Exercise instructions:
Write only the number of lines in the entries below that contain the string "leaf".
***** Data *****
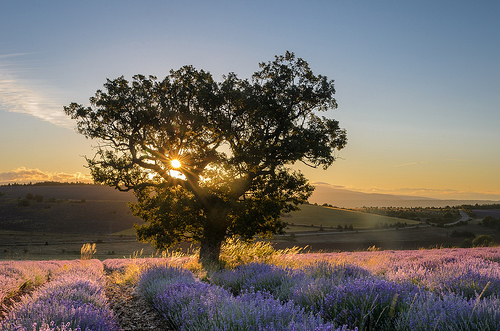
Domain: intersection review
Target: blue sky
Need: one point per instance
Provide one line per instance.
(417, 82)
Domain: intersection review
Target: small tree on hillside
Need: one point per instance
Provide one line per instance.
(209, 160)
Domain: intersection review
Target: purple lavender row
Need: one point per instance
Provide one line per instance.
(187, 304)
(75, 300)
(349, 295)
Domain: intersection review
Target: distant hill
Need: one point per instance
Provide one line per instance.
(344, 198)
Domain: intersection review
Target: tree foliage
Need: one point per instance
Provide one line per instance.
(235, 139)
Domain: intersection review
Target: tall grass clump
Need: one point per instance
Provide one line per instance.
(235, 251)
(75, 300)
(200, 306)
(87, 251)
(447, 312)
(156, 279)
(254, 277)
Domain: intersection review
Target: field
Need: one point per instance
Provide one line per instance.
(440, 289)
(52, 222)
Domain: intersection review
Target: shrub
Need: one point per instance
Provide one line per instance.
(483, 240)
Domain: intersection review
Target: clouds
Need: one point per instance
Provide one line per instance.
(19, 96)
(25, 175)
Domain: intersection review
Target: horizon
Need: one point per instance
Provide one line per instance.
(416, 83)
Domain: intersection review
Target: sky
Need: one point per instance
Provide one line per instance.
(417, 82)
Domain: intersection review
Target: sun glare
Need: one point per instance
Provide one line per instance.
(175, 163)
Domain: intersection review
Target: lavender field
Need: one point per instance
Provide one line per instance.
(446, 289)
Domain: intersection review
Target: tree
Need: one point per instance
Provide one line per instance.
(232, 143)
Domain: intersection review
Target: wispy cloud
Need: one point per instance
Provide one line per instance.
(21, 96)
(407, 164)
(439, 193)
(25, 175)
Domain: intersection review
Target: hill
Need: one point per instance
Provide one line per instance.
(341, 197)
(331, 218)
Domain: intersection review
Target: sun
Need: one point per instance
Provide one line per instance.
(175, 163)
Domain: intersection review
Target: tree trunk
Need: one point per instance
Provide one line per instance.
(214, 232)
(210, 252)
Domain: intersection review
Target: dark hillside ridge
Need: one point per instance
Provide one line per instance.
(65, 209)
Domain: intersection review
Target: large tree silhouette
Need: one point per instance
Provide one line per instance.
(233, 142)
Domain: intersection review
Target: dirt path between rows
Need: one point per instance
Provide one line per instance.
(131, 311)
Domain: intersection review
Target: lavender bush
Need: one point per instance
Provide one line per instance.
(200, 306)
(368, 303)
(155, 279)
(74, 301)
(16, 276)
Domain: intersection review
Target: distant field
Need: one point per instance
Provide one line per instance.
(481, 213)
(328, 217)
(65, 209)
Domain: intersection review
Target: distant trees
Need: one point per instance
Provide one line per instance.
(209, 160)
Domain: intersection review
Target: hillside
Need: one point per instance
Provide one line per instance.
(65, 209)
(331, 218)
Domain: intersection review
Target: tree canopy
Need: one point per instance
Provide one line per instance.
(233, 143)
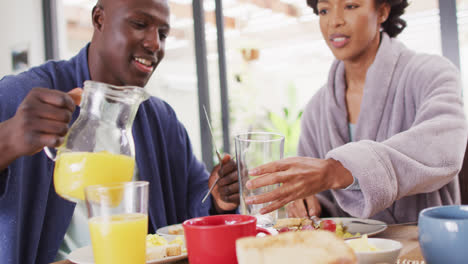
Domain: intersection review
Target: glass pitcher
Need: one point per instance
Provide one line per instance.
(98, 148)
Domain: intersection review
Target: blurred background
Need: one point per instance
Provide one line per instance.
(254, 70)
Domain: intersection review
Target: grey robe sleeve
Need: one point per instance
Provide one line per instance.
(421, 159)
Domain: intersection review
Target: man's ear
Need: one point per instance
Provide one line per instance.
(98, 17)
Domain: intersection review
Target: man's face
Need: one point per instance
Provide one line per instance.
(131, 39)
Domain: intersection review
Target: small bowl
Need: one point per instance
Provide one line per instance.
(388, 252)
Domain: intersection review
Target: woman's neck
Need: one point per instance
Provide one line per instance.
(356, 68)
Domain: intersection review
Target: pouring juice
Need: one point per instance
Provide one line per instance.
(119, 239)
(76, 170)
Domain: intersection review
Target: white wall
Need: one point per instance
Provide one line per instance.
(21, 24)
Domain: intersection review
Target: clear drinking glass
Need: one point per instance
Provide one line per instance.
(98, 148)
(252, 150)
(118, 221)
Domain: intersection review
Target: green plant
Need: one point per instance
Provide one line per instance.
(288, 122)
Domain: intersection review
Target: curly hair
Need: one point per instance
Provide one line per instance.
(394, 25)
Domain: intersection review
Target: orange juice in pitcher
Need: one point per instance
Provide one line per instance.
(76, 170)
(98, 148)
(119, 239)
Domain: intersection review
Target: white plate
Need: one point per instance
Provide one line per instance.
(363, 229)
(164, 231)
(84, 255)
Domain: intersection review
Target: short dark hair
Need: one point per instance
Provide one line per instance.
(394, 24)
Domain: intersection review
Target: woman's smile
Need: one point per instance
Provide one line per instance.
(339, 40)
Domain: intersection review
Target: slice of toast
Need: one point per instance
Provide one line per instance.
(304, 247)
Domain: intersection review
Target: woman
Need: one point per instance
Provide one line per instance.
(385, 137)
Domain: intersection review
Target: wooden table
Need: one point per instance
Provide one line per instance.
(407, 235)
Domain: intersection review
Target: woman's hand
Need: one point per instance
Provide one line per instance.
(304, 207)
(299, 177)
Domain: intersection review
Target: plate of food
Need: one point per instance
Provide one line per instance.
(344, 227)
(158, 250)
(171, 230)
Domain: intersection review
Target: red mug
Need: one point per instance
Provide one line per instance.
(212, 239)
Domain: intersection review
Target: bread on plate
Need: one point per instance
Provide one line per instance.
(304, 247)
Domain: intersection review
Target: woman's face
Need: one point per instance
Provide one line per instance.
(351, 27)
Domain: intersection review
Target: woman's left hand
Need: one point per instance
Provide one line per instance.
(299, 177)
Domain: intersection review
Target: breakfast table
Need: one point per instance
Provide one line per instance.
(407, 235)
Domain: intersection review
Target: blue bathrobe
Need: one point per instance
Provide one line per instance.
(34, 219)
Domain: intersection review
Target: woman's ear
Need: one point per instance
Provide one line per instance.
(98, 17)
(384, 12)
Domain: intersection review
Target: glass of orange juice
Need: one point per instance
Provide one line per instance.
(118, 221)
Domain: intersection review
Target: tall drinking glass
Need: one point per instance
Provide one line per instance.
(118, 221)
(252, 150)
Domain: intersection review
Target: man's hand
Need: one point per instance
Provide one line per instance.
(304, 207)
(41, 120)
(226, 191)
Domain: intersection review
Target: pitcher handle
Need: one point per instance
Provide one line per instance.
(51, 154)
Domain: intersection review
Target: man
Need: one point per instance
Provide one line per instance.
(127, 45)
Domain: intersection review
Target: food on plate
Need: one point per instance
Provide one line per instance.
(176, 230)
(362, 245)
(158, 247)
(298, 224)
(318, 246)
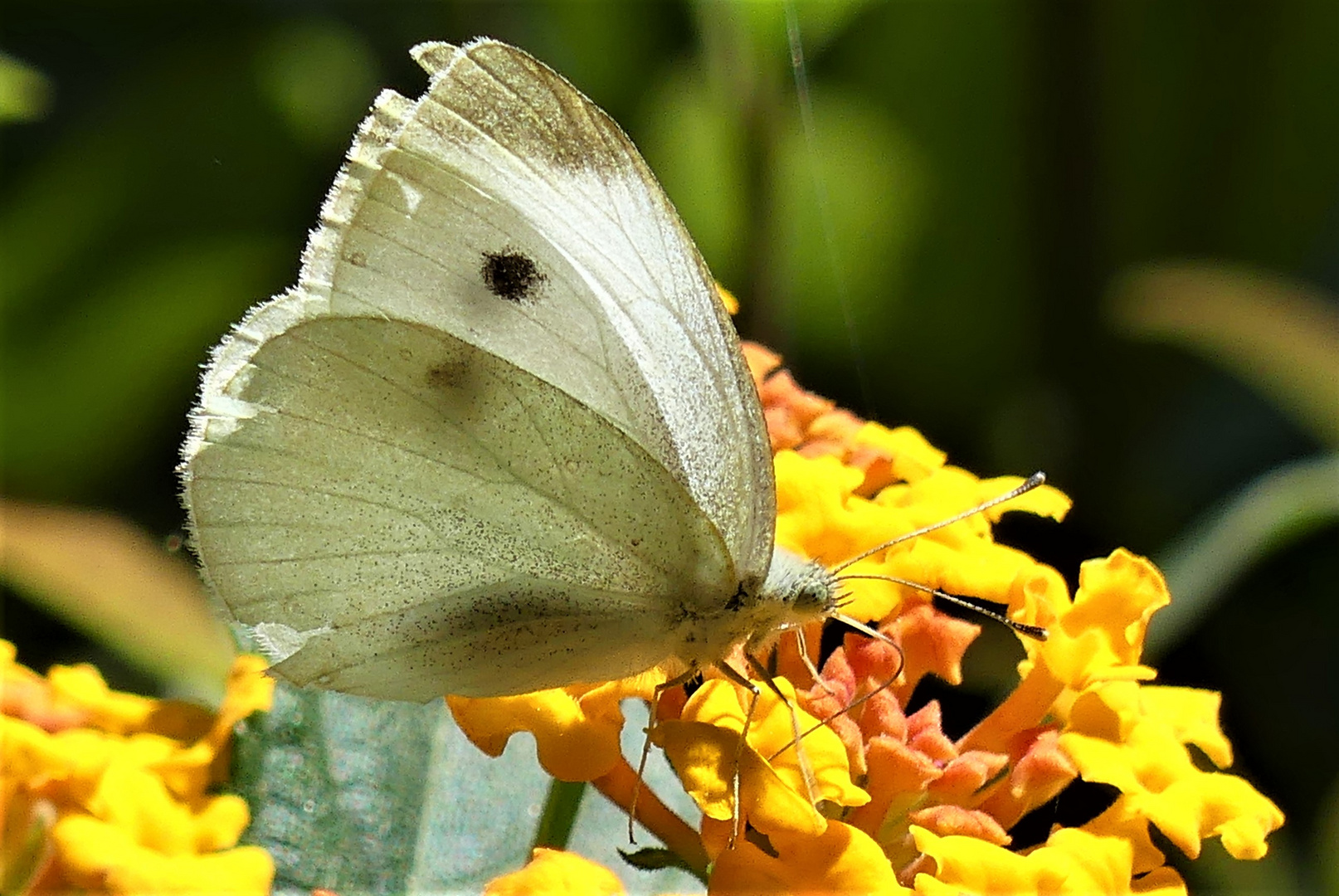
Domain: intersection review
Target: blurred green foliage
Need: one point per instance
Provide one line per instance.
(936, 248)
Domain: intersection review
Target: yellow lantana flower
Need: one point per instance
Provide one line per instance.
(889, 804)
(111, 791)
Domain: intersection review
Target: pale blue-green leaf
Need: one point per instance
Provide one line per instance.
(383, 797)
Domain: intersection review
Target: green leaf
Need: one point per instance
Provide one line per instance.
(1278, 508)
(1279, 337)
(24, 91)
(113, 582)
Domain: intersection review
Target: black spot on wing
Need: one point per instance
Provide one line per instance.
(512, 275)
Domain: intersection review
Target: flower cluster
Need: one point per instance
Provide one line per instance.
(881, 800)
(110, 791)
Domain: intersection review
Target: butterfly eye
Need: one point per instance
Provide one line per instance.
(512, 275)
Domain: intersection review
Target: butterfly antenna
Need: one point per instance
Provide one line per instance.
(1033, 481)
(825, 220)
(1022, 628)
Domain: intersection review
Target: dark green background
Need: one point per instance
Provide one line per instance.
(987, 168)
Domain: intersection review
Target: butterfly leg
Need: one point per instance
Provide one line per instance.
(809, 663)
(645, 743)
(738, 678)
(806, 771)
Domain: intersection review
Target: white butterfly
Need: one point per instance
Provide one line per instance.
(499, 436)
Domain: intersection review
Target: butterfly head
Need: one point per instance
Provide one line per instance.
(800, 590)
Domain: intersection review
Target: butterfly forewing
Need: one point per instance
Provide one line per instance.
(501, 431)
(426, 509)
*****
Result of this task:
2